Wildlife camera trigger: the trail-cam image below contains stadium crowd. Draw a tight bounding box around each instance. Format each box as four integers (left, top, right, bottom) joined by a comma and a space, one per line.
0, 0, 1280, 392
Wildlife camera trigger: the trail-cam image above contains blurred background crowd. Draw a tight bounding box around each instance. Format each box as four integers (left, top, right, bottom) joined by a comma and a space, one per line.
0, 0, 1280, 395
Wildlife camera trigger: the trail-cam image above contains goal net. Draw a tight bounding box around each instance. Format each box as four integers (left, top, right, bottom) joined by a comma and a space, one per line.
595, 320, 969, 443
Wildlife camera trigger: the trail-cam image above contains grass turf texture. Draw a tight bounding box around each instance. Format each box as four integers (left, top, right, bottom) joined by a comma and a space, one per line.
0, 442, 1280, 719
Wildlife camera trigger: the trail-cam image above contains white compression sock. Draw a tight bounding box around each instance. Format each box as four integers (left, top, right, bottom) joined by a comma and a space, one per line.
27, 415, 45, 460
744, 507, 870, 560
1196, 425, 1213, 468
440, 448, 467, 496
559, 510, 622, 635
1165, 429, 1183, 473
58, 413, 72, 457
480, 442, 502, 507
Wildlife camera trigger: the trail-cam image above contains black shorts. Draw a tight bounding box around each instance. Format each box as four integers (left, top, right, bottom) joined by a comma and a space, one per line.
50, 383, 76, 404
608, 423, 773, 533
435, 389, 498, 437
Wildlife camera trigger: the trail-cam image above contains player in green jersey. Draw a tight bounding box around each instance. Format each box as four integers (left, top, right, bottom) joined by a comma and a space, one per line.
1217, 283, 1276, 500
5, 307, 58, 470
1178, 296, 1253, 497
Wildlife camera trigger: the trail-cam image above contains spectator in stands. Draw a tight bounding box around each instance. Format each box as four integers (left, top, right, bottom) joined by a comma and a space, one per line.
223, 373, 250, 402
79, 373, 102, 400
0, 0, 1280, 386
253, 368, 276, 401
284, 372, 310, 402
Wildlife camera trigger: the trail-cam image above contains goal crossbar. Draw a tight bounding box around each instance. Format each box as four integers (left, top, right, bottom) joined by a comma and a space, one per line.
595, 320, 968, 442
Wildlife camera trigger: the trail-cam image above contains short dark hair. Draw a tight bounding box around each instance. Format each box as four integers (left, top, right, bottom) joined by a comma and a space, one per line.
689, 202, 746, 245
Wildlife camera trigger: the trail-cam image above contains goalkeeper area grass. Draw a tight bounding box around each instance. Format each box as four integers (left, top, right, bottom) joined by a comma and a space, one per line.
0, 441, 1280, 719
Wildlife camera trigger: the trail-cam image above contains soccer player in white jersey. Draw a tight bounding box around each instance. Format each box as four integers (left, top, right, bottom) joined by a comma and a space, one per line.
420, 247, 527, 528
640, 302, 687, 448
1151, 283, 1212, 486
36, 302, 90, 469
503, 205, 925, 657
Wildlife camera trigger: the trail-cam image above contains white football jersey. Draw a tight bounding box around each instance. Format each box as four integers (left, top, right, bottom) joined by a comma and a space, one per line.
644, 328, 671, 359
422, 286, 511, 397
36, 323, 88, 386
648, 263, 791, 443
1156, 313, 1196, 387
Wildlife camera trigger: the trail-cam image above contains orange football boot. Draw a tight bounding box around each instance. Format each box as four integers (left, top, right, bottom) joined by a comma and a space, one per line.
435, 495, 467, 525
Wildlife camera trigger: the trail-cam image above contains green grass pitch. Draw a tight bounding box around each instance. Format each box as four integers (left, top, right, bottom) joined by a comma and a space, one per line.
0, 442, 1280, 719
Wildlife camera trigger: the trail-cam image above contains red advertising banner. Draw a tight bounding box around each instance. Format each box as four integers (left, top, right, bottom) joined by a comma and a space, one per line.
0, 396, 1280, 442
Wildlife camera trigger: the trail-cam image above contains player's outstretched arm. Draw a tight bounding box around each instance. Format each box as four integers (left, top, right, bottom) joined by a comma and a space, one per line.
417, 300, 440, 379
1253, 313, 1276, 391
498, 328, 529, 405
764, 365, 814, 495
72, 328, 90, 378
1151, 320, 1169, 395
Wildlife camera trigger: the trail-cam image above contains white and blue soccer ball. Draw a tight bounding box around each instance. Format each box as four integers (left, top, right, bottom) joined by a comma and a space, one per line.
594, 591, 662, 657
================================
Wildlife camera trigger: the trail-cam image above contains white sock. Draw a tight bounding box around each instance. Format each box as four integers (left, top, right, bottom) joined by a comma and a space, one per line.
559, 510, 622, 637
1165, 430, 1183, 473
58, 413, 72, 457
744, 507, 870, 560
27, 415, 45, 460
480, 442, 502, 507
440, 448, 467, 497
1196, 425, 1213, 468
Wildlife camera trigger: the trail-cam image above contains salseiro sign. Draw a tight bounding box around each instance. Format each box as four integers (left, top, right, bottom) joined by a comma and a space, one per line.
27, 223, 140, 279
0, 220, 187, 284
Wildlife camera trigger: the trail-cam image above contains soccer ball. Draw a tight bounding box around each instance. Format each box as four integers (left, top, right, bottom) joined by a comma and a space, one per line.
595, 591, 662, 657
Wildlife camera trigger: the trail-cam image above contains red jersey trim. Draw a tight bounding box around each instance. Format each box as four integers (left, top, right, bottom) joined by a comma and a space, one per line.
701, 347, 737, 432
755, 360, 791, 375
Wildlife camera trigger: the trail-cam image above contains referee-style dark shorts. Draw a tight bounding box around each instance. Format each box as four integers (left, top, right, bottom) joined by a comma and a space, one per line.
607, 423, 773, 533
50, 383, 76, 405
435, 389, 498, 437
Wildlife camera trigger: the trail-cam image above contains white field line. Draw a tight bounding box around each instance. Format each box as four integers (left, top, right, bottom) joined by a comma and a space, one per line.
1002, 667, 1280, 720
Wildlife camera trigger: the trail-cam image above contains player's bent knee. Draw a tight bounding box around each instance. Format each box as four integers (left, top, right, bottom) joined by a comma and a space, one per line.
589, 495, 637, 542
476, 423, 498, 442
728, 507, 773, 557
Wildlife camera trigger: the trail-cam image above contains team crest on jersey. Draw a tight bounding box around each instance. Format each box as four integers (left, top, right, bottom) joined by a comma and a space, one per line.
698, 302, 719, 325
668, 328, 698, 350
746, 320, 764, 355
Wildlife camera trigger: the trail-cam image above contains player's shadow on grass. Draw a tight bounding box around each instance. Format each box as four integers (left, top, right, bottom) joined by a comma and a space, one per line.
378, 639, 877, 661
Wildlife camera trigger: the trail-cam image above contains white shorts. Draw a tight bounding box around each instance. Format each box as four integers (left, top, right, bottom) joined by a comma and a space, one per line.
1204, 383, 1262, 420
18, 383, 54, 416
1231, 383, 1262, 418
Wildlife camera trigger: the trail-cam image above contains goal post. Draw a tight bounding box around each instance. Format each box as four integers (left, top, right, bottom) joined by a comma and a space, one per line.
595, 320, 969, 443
================================
_Problem description_
Swap "white jersey" for "home jersey" in the stretch of items from the line that contains "contains soccer player" through the line that contains "1151, 283, 1212, 486", and write out only those lines again with nothing else altered.

_Solution to this exercise_
Wildlife camera trigger: the trail-cam image above contains soccer player in home jersey. Draw a tight bounding box around each instance. Format each box as four integers (left, top, right, bottom) joined by a comma and a space, one per line.
420, 247, 527, 528
640, 302, 687, 448
1151, 283, 1212, 486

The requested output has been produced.